* _Task_: Write out exactly the lines below that run from the line containing "Where can the white wall" through the last line of the records.

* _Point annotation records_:
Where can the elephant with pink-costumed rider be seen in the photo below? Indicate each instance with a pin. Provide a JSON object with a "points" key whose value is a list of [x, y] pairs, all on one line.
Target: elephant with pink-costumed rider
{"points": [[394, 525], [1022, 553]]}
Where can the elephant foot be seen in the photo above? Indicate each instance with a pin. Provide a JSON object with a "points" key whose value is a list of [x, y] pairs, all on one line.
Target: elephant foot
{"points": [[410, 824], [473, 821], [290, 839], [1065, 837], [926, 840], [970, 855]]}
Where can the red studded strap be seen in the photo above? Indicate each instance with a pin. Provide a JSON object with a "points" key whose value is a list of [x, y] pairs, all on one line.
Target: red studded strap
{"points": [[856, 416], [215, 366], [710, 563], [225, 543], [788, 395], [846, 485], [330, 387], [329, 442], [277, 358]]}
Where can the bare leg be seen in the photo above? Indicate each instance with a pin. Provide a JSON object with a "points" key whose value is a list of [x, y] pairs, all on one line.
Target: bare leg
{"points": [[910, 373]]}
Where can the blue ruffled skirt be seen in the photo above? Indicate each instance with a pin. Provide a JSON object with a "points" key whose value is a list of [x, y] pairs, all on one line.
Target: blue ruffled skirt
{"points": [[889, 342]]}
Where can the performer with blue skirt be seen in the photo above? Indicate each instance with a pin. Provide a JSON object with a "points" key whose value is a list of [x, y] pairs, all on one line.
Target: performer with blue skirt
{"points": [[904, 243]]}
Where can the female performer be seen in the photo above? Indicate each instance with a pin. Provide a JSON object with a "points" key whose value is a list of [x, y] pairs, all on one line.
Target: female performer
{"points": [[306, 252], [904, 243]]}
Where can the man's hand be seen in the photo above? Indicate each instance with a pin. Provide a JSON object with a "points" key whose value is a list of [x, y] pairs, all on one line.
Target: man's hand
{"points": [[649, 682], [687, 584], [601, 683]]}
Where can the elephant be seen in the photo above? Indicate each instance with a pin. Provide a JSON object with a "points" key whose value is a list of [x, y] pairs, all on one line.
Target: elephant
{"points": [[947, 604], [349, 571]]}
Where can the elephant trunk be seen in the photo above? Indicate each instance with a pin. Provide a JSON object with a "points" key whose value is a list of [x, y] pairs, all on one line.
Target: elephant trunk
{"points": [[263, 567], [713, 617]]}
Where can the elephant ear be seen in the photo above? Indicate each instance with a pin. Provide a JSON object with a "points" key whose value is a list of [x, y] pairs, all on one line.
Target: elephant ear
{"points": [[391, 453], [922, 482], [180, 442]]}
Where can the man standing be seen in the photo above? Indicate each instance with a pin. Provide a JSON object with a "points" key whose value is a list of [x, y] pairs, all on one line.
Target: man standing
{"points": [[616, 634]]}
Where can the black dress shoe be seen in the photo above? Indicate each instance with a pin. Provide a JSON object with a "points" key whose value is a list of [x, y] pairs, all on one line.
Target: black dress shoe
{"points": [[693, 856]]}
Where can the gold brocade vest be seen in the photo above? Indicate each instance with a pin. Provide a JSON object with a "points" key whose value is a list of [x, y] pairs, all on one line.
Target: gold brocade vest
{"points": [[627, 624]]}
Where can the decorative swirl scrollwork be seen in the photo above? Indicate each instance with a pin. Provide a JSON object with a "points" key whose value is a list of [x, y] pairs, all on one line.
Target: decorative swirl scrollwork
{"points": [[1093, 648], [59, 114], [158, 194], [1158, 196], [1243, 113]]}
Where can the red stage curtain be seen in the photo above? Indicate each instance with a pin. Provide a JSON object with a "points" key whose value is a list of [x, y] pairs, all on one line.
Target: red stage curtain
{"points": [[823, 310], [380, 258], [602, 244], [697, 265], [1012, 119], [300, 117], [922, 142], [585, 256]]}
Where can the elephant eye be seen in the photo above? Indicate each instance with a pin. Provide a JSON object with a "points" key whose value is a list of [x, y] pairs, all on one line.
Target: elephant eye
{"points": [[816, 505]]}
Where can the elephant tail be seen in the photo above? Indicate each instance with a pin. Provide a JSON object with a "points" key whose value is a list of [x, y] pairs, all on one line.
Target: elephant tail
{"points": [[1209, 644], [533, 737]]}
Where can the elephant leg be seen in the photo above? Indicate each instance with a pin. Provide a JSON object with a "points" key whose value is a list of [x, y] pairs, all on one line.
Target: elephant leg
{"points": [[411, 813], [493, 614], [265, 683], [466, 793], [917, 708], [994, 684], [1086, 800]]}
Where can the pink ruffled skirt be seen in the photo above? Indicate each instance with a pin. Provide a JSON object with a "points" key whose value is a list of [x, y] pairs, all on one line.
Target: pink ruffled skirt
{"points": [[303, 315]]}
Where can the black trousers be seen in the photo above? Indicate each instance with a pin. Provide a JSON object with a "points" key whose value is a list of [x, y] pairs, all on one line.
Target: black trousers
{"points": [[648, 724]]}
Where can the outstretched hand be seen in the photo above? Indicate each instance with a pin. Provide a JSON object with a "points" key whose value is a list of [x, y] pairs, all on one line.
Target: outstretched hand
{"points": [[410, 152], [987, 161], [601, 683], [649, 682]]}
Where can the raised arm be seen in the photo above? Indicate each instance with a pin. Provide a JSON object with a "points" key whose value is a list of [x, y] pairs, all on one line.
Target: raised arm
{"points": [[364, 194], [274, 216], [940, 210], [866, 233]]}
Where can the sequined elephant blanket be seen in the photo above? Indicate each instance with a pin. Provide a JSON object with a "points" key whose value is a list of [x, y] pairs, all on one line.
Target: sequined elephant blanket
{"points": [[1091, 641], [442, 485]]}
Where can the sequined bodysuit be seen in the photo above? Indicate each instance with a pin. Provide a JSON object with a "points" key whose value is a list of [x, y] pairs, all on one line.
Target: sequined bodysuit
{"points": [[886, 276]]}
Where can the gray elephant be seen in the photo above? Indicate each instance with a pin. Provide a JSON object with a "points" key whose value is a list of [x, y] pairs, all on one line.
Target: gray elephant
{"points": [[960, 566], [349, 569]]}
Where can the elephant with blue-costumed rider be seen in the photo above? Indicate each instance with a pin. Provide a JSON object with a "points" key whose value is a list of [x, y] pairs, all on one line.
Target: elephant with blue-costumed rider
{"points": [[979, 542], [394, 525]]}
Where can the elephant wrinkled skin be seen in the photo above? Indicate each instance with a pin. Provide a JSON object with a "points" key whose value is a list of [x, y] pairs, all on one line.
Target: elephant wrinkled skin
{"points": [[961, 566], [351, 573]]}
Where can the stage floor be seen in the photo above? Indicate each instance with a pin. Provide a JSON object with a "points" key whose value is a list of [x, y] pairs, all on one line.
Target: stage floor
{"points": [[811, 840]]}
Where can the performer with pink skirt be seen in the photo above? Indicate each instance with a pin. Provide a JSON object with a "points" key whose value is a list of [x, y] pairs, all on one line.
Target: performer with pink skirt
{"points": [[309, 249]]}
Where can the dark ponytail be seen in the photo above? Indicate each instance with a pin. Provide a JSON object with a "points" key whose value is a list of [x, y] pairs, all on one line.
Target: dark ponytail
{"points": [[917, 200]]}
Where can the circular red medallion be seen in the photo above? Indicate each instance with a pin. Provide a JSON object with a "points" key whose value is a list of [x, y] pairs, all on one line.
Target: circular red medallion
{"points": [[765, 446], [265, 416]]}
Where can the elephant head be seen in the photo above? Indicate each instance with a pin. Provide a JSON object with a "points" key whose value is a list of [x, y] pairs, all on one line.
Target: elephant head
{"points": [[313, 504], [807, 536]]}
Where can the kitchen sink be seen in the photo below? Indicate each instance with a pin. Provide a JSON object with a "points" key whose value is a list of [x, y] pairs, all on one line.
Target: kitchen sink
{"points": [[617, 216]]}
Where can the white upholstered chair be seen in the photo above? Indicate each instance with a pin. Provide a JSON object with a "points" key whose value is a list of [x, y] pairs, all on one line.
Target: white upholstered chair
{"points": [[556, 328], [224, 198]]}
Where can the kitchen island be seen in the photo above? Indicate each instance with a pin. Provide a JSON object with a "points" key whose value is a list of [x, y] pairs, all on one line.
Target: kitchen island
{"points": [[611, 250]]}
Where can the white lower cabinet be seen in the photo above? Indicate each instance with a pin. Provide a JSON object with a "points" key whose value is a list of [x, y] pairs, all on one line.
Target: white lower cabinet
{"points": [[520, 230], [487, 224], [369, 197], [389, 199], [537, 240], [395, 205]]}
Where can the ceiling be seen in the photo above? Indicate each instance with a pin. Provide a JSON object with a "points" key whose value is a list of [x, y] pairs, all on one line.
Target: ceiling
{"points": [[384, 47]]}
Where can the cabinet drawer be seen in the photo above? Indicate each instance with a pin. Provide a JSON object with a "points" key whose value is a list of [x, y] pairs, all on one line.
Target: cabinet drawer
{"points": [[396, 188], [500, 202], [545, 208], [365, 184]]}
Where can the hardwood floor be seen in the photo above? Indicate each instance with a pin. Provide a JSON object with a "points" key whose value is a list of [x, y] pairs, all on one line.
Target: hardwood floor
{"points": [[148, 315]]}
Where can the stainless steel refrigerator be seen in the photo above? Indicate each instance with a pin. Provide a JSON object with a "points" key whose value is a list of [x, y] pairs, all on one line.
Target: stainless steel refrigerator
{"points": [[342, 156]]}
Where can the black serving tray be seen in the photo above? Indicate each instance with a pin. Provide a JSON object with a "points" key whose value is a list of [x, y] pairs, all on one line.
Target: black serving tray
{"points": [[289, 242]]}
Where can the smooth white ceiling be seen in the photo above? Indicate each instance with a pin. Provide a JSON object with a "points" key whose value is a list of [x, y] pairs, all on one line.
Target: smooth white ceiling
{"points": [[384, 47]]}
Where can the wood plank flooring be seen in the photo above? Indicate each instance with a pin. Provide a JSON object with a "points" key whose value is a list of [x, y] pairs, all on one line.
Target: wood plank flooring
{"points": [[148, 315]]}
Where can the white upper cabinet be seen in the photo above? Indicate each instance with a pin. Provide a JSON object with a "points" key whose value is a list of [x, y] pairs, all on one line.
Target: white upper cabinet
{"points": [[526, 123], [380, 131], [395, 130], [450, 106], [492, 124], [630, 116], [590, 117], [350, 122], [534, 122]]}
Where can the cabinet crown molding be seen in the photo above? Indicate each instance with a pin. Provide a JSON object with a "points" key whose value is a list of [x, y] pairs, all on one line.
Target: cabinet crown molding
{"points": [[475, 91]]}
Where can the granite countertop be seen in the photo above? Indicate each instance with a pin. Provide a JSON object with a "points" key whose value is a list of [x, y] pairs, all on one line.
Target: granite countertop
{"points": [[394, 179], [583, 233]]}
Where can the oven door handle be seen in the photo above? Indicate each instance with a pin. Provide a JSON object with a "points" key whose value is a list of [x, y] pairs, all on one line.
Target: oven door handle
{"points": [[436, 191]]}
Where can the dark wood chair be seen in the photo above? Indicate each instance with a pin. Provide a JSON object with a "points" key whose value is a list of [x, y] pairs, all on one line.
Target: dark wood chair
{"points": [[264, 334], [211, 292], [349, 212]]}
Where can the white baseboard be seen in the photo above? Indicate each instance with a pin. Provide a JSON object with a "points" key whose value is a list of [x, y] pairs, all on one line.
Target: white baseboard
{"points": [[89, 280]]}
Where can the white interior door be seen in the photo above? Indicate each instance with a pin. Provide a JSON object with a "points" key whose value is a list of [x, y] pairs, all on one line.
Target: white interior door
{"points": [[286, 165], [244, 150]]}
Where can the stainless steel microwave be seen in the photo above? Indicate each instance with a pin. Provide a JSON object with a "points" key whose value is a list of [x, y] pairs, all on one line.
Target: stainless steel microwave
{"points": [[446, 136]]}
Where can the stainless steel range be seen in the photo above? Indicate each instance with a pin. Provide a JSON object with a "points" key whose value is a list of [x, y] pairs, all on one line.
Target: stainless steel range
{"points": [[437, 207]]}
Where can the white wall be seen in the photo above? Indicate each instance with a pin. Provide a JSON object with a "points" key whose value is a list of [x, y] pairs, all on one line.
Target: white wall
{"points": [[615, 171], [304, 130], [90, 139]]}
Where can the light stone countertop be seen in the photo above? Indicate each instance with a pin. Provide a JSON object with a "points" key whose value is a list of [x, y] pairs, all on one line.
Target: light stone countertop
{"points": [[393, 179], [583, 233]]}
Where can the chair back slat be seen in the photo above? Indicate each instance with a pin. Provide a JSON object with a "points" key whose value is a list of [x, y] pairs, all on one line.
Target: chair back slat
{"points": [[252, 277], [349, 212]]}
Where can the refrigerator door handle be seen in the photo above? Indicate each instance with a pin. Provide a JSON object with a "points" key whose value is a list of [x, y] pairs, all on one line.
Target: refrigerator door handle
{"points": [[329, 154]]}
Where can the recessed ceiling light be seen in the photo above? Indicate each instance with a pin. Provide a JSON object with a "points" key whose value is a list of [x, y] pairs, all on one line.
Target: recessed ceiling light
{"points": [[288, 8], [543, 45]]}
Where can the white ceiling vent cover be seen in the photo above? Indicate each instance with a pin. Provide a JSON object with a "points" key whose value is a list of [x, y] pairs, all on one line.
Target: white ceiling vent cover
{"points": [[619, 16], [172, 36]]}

* _Exercise output_:
Where can the white wall be seen in the photo above? Indicate each instance with a pin. Provide a JSON object with a "points" key whose value is a list of [x, y] pairs, all on one line.
Target: white wall
{"points": [[615, 171], [304, 130], [90, 139]]}
Where can the light stone countertop be seen in the photo above? Indicate each instance with a pin. Provide a JSON object with a "points" key whose value is a list of [x, y] pairs, all on one line.
Target: light stone countertop
{"points": [[393, 179], [583, 233]]}
Where can the chair back slat be seen in the photo above? Indicate each instance with a pin. Provide a JSON object with a "points" key whose value is a list of [x, y] pairs, all on one line.
Target: chair back slat
{"points": [[252, 277], [349, 212]]}
Where can the refrigerator door handle be seen in the photo above? Indicate each instance with a pin. Provide a JSON object with a "points" key whose value is a list of [x, y] pairs, all on one line.
Target: refrigerator door handle
{"points": [[329, 154]]}
Where can the recessed ceiling light be seen in the photo above? Indicate each instance with a pin. Provide a JSON object with a "points" key whose value is a list of [x, y] pairs, all on one line.
Target: recessed ceiling light
{"points": [[288, 8], [543, 45]]}
Where can the white ceiling vent cover be seen in the photo above? Indicate each instance with a pin. Provide a JSON object with a "points" key whose value is a list of [x, y] pairs, all on one line.
Target: white ceiling vent cover
{"points": [[619, 16], [172, 36]]}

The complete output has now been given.